# Problem requirements
Nothing but a number is wanted here: the tally of lines in the material below that include "every".

[[ Listed records, beginning ]]

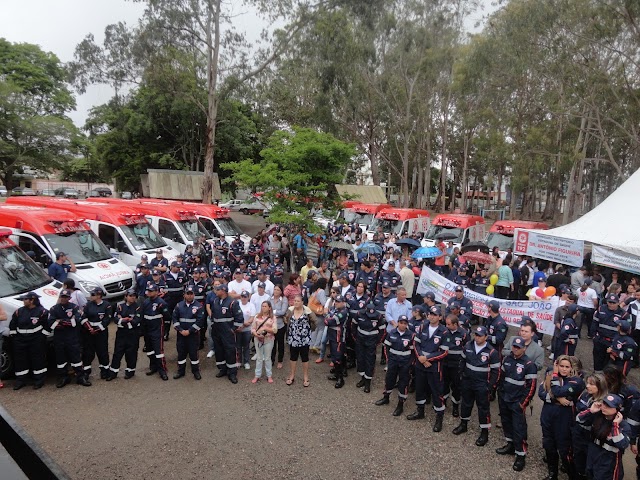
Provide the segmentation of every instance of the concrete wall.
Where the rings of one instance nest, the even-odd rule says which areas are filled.
[[[143,175],[143,177],[145,177]],[[187,172],[183,170],[148,169],[146,178],[141,178],[142,191],[151,198],[165,198],[169,200],[202,201],[202,185],[204,173]],[[146,185],[149,186],[148,194]],[[220,200],[220,182],[218,175],[213,177],[213,200]]]

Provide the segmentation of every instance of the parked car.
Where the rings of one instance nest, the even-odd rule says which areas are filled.
[[[120,198],[122,198],[123,200],[131,200],[133,198],[133,195],[131,194],[131,192],[122,192],[120,194]]]
[[[29,187],[15,187],[11,190],[11,195],[35,195],[36,192],[33,188]]]
[[[228,202],[218,204],[218,206],[231,210],[232,212],[239,212],[244,202],[244,200],[229,200]]]
[[[7,196],[7,187],[5,187],[4,185],[0,185],[0,197],[6,197]]]
[[[56,196],[56,191],[55,190],[42,190],[39,195],[42,195],[43,197],[55,197]]]
[[[78,190],[76,190],[75,188],[69,188],[69,187],[57,188],[55,193],[56,193],[56,197],[64,197],[64,198],[78,198],[80,196],[80,194],[78,193]]]

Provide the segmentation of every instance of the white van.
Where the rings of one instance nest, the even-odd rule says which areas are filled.
[[[0,226],[11,231],[11,239],[25,251],[33,251],[36,261],[47,267],[64,252],[76,265],[69,278],[86,296],[102,288],[105,298],[118,301],[134,284],[127,265],[113,258],[109,249],[83,218],[65,210],[25,205],[0,205]]]

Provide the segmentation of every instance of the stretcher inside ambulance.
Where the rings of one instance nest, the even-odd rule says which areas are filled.
[[[9,197],[7,204],[44,206],[75,213],[85,219],[91,230],[109,248],[112,257],[119,258],[132,268],[140,263],[143,254],[151,259],[158,249],[162,250],[169,262],[178,254],[177,250],[167,245],[144,214],[132,205],[125,208],[100,201],[22,196]]]
[[[22,307],[18,297],[27,292],[36,292],[40,303],[46,309],[58,301],[62,283],[52,280],[20,247],[10,238],[11,230],[0,228],[0,304],[7,313],[7,320],[0,322],[0,334],[9,330],[13,312]],[[0,378],[6,378],[13,371],[10,337],[5,337],[0,355]]]
[[[11,239],[47,268],[64,252],[76,265],[69,278],[89,296],[94,288],[105,298],[118,300],[133,285],[131,269],[117,258],[89,228],[84,218],[65,210],[25,205],[1,205],[0,226],[11,231]]]
[[[432,247],[436,244],[436,236],[447,233],[451,236],[445,242],[453,242],[460,247],[468,242],[481,242],[485,238],[484,218],[464,213],[441,213],[431,222],[422,240],[422,245]]]
[[[356,200],[345,200],[342,202],[342,210],[338,212],[336,223],[353,223],[356,218],[356,212],[353,211],[353,207],[360,202]]]
[[[429,211],[417,208],[385,208],[380,210],[369,228],[367,239],[372,240],[374,233],[381,227],[384,236],[394,234],[398,237],[404,234],[413,235],[425,232],[430,225]]]
[[[498,220],[491,225],[486,244],[490,250],[498,247],[500,256],[504,258],[507,250],[513,248],[513,236],[516,228],[531,230],[549,230],[549,225],[543,222],[528,222],[524,220]]]
[[[93,200],[89,199],[89,201]],[[204,237],[207,241],[212,239],[211,234],[198,220],[196,212],[182,204],[167,203],[162,200],[123,200],[121,198],[99,198],[96,202],[127,206],[144,213],[167,245],[180,253],[184,253],[187,245],[193,245],[199,237]]]

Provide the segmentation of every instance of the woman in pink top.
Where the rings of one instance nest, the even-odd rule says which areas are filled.
[[[292,273],[289,277],[289,285],[284,287],[284,296],[287,297],[289,305],[293,305],[296,295],[302,295],[302,277],[297,273]]]
[[[256,359],[256,375],[255,378],[251,380],[251,383],[258,383],[260,380],[263,362],[267,373],[267,381],[273,383],[271,350],[273,350],[273,342],[277,332],[278,323],[273,314],[271,302],[265,300],[260,306],[260,313],[254,317],[253,325],[251,325],[251,335],[255,339],[256,354],[258,355]]]

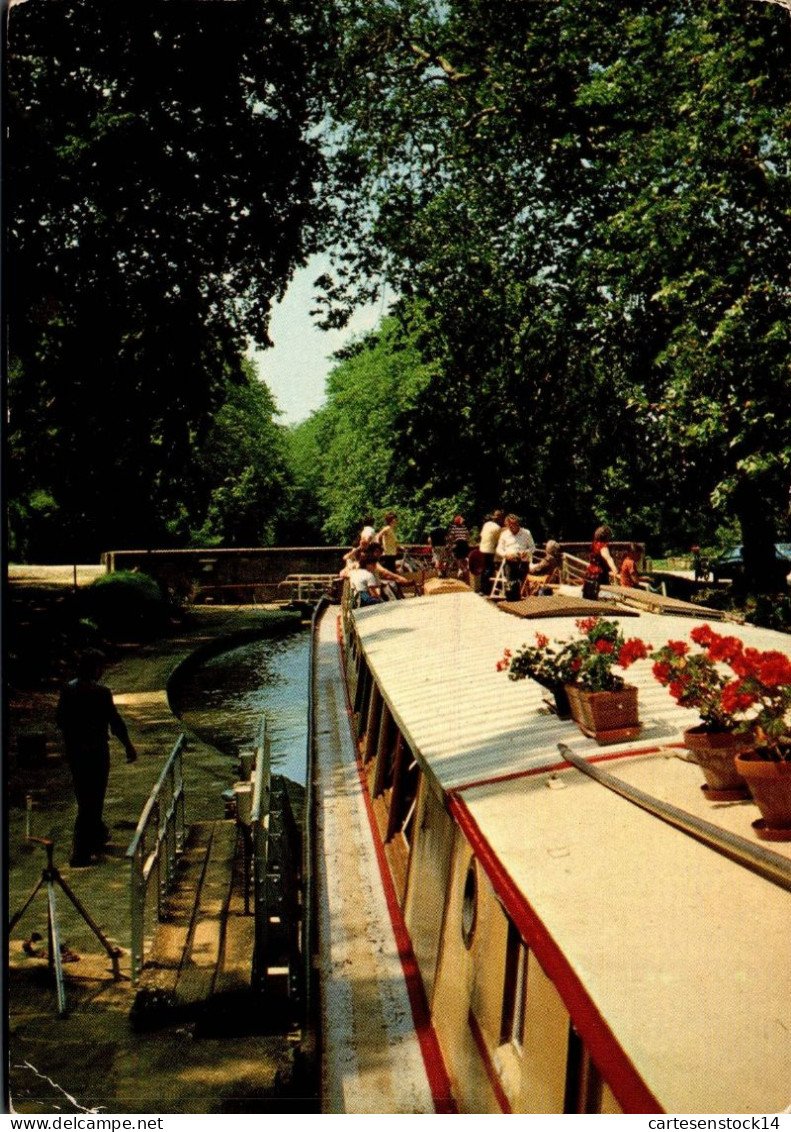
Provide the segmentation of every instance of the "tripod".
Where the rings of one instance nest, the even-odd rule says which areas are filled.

[[ Listed records, end ]]

# Written answer
6